Recorded information: Begin
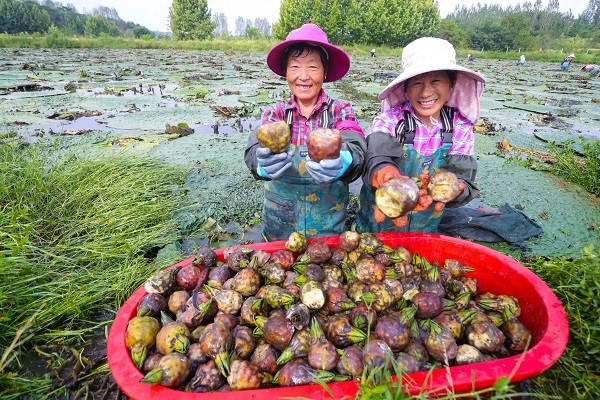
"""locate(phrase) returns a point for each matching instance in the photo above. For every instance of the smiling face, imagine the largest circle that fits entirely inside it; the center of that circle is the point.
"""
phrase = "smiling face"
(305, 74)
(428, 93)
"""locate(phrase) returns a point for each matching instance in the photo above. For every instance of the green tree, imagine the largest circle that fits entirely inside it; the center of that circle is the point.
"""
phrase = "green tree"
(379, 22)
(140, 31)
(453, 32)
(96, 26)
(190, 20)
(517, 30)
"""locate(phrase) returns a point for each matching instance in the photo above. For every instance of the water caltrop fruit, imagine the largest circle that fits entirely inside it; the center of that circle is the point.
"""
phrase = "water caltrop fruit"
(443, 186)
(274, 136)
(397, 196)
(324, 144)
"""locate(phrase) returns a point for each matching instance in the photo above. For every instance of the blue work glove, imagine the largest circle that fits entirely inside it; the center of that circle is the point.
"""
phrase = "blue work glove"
Recorded information: End
Copy the lines above that hold the word "work".

Result:
"""locate(phrase) returns a point for each matching instance in the photo above. For every instance of the blue work glove, imagine the largest circle that fits entirely inside it; the center of that circle is the point.
phrase = "blue work glove"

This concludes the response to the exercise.